_REQUIREMENTS_. Only the pictures are omitted; repeat all other data exactly.

_GIVEN DATA_.
■ ■ ■ ■
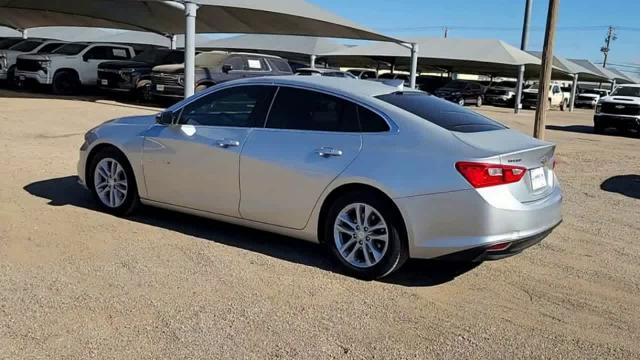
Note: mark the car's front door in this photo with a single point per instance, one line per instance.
(309, 139)
(194, 163)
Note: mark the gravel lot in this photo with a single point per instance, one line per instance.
(76, 283)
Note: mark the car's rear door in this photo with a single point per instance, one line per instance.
(195, 162)
(309, 139)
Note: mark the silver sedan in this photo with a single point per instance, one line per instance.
(376, 173)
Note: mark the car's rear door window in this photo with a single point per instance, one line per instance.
(239, 106)
(441, 112)
(299, 109)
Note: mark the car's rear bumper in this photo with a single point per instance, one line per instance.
(444, 224)
(617, 121)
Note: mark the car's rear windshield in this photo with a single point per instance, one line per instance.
(441, 112)
(25, 46)
(70, 49)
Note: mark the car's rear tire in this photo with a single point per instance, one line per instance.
(370, 245)
(65, 83)
(112, 182)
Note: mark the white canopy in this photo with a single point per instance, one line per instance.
(284, 45)
(487, 57)
(284, 17)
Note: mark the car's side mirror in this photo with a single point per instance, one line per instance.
(165, 118)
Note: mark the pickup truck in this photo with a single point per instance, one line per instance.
(215, 67)
(134, 76)
(590, 97)
(9, 56)
(70, 66)
(557, 97)
(620, 110)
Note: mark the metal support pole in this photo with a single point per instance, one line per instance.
(190, 11)
(523, 47)
(545, 73)
(574, 91)
(414, 64)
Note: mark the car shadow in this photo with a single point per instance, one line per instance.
(584, 129)
(65, 191)
(627, 185)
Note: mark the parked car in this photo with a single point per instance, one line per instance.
(9, 56)
(215, 67)
(70, 66)
(364, 74)
(324, 72)
(134, 76)
(502, 93)
(375, 174)
(462, 92)
(620, 110)
(590, 97)
(556, 97)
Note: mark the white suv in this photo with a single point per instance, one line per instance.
(70, 66)
(9, 56)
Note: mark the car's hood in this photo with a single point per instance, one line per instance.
(621, 99)
(170, 69)
(134, 120)
(123, 64)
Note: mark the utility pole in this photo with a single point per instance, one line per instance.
(523, 47)
(545, 71)
(611, 36)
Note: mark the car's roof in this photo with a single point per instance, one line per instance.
(345, 86)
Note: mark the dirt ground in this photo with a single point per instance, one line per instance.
(76, 283)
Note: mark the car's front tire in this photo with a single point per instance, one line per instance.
(112, 182)
(365, 235)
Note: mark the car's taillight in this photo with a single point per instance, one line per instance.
(481, 175)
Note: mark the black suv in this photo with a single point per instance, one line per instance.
(214, 67)
(135, 75)
(462, 92)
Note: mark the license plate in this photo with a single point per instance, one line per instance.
(538, 179)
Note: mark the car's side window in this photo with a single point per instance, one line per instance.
(96, 53)
(236, 62)
(370, 121)
(299, 109)
(255, 63)
(240, 106)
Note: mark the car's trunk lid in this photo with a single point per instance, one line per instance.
(510, 147)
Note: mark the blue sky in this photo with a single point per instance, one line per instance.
(582, 24)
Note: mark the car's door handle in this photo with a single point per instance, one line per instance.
(328, 151)
(225, 143)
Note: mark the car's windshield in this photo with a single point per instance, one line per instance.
(210, 59)
(25, 46)
(441, 112)
(626, 91)
(456, 85)
(70, 49)
(7, 43)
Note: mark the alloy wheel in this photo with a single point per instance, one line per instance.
(361, 235)
(110, 182)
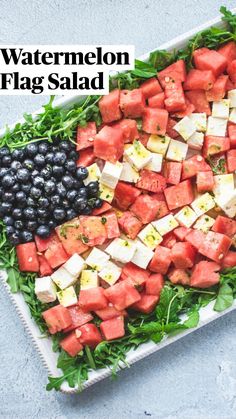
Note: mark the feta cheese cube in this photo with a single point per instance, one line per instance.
(228, 203)
(97, 259)
(223, 184)
(165, 224)
(63, 278)
(186, 216)
(94, 174)
(74, 265)
(121, 250)
(232, 117)
(143, 255)
(203, 204)
(106, 193)
(138, 155)
(220, 109)
(199, 120)
(45, 289)
(232, 98)
(88, 279)
(177, 151)
(156, 163)
(67, 297)
(129, 173)
(110, 273)
(196, 141)
(185, 127)
(158, 144)
(216, 126)
(111, 174)
(150, 237)
(204, 223)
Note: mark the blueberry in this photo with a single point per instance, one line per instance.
(23, 175)
(26, 236)
(39, 160)
(59, 214)
(81, 173)
(31, 149)
(59, 158)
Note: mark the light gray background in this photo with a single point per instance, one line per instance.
(195, 377)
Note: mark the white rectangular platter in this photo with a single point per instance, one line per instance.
(44, 345)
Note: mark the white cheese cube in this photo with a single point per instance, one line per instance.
(204, 223)
(216, 126)
(45, 289)
(232, 117)
(203, 204)
(88, 279)
(150, 237)
(228, 203)
(158, 144)
(129, 173)
(143, 255)
(177, 151)
(232, 98)
(186, 216)
(121, 250)
(97, 259)
(199, 120)
(165, 224)
(220, 109)
(106, 193)
(196, 141)
(156, 163)
(94, 174)
(223, 184)
(110, 273)
(74, 265)
(138, 155)
(67, 297)
(63, 278)
(185, 127)
(111, 174)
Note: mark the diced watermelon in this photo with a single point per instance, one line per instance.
(205, 274)
(179, 276)
(113, 328)
(150, 88)
(161, 260)
(183, 255)
(132, 103)
(155, 121)
(109, 106)
(123, 294)
(146, 304)
(71, 344)
(85, 135)
(151, 181)
(215, 246)
(130, 224)
(92, 299)
(125, 195)
(179, 195)
(27, 257)
(90, 335)
(109, 144)
(148, 208)
(154, 284)
(57, 318)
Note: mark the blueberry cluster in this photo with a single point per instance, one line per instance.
(42, 187)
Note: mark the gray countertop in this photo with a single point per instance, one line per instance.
(196, 376)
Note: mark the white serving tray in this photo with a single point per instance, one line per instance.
(44, 345)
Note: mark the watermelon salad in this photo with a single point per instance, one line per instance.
(152, 235)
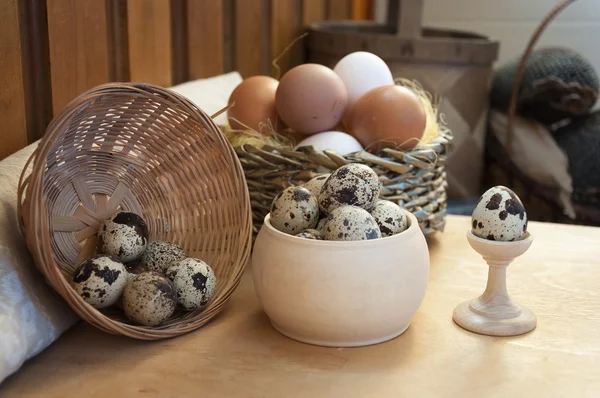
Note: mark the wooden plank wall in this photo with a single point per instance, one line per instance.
(54, 50)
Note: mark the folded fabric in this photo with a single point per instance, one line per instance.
(32, 315)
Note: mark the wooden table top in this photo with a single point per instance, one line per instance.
(240, 355)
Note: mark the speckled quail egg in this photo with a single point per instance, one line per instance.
(195, 282)
(315, 184)
(149, 299)
(159, 256)
(310, 234)
(293, 210)
(351, 223)
(390, 217)
(499, 215)
(124, 236)
(100, 280)
(353, 184)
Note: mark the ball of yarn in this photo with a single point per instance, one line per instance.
(558, 83)
(581, 142)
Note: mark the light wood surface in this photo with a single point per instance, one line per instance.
(240, 355)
■ ■ ■ ■
_COMPLETE RESPONSE_.
Note: mark the car's front door in this photo with a single point per instance, one line per instance.
(309, 139)
(194, 163)
Note: mark the gravel lot in this photo with a single point per instance, one line per instance.
(76, 283)
Note: mark the car's rear door in this photo with a single point per instance, one line per instance.
(195, 162)
(309, 139)
Note: mark the silver sedan in this photo with a single point per instance, one line per instance.
(376, 173)
Note: mark the car's rear door window in this photo with a single point per instance, one line per instance.
(239, 106)
(441, 112)
(299, 109)
Note: mark the car's rear bumper in this photo with a single point per instance, one line per instance.
(444, 224)
(617, 121)
Note: mark the car's rear windshield in this photo with a single point per instance, one line per instance.
(441, 112)
(25, 46)
(70, 49)
Note: mark the car's rear tire in this photo with a single point per instance, one line per instance.
(370, 245)
(65, 83)
(112, 182)
Note: mark the white canopy in this photo with a single point per instance, one line per instance.
(284, 45)
(487, 57)
(284, 17)
Note: mark the car's side mirror in this photo with a single point per instance, one line per instance.
(165, 118)
Note: mark the pickup truck in this photo with a single point per instance, one line per instance.
(215, 67)
(134, 76)
(590, 97)
(9, 56)
(70, 66)
(557, 97)
(620, 110)
Note: mark the metal support pole in this photo with a single point per instance, one line per instance.
(190, 11)
(523, 47)
(545, 73)
(574, 91)
(414, 64)
Note: mark the car shadow in this photo with a single point per instance, one line per instance.
(584, 129)
(65, 191)
(627, 185)
Note: mark the parked car in this photo with a single point per instance, one line per instance.
(9, 56)
(215, 67)
(70, 66)
(364, 74)
(324, 72)
(134, 76)
(502, 93)
(375, 174)
(462, 92)
(620, 110)
(590, 97)
(556, 97)
Note: mark the white suv in this photo with a single point per instance, one line per instance.
(70, 66)
(9, 56)
Note: mark the car's hood in this photo with a single point per instance, one line per instance.
(621, 99)
(170, 69)
(134, 120)
(123, 64)
Note: mark the utility pole in this photo with a single point per instance, one line per instance.
(523, 47)
(545, 71)
(611, 36)
Note: mark the car's roof in this photo with a single point per instance, one line per instance.
(345, 86)
Note: mark the dirt ground in this photo with a single point per instance, one line per instance.
(76, 283)
Note: mark the car's front tire in this photo with a single point per instance, one line per instance.
(112, 182)
(365, 235)
Note: mark the car's taillight in this photo with a single point per instance, one line per instance.
(481, 175)
Note: mark the black suv in this photo with a single point per instance, one line per instance.
(214, 67)
(135, 75)
(462, 92)
Note: mark the license plate in this photo with a single point per instance, one line per instance.
(538, 179)
Note: mark the car's side window in this photo with a single point per instance, one line per instance.
(96, 53)
(236, 62)
(370, 121)
(299, 109)
(255, 63)
(240, 106)
Note: mark the car's trunk lid in this photo with a single point per instance, one line per instance.
(510, 147)
Note: mark the blue sky in this photo with a single point per instance, one line per instance.
(582, 24)
Note: mark the car's door handle in this photo with a single point per instance, one line per instance.
(328, 151)
(225, 143)
Note: mark the car's windshield in this photo with a single point per instance, one line per instance.
(210, 59)
(25, 46)
(441, 112)
(626, 91)
(456, 85)
(70, 49)
(7, 43)
Note: mark the alloy wheel in this photo with a single point per instance, one line per instance.
(361, 235)
(110, 182)
Note: mark the feta cheese cube in this photo with a single point per instance, one line per instance.
(228, 203)
(97, 259)
(223, 184)
(165, 224)
(63, 278)
(186, 216)
(94, 174)
(74, 265)
(121, 250)
(232, 117)
(143, 255)
(203, 204)
(106, 193)
(138, 155)
(220, 109)
(199, 120)
(45, 289)
(232, 98)
(88, 279)
(177, 151)
(156, 163)
(67, 297)
(129, 173)
(110, 273)
(196, 141)
(185, 127)
(158, 144)
(216, 126)
(111, 174)
(150, 237)
(204, 223)
Note: mark the blueberry in this photo with a single point per instance, one line per instance.
(23, 175)
(26, 236)
(39, 160)
(59, 214)
(81, 173)
(31, 149)
(59, 158)
Note: mark the light gray background in this photo with a single point per instance, one line per instance.
(195, 377)
Note: mark the white rectangular platter in this photo with a single point per instance, one line per instance.
(44, 345)
Note: mark the white cheese cube in this photo with a single point per instance, one line per instance.
(204, 223)
(216, 126)
(45, 289)
(232, 117)
(203, 204)
(88, 279)
(150, 237)
(228, 203)
(158, 144)
(129, 173)
(143, 255)
(177, 151)
(232, 98)
(186, 216)
(121, 250)
(97, 259)
(199, 120)
(165, 224)
(220, 109)
(106, 193)
(196, 141)
(156, 163)
(94, 174)
(223, 184)
(110, 273)
(74, 265)
(138, 155)
(67, 297)
(63, 278)
(185, 127)
(111, 174)
Note: mark the diced watermelon in this photo with a single point per instance, one line per instance.
(205, 274)
(179, 276)
(113, 328)
(150, 88)
(161, 260)
(183, 255)
(132, 103)
(155, 121)
(109, 106)
(123, 294)
(146, 304)
(71, 344)
(85, 135)
(151, 181)
(215, 246)
(130, 224)
(92, 299)
(125, 195)
(179, 195)
(27, 257)
(90, 335)
(109, 144)
(148, 208)
(154, 284)
(57, 318)
Note: mark the blueberry cluster in this photo with a single point per instance, one line per instance.
(42, 187)
Note: mark the gray countertop in this photo with a single point per instance, one line per instance.
(196, 376)
Note: mark the white serving tray in this photo with a single point per instance, one line per instance.
(44, 345)
Note: mark the watermelon salad in this photo with a single point per instance, one line per instance.
(152, 235)
Note: mark the wooden plank wall in this photo with a single point per instance, one line per instance.
(54, 50)
Note: mark the folded fabric in this photo with a single point per instance, one line per instance.
(32, 315)
Note: mark the wooden table top in this photo with a single point per instance, one line per instance.
(240, 355)
Note: mark the speckled quail egg in this photo with a single point per instance, one line per instance.
(195, 282)
(315, 184)
(149, 299)
(159, 256)
(310, 234)
(293, 210)
(351, 223)
(390, 217)
(499, 215)
(124, 236)
(100, 280)
(353, 184)
Note: mark the ball of yarn in this photo with a single point per instance, one line per instance.
(558, 83)
(581, 142)
Note: mark the light wood surface in this photo with a single point per instance, one line per instance.
(240, 355)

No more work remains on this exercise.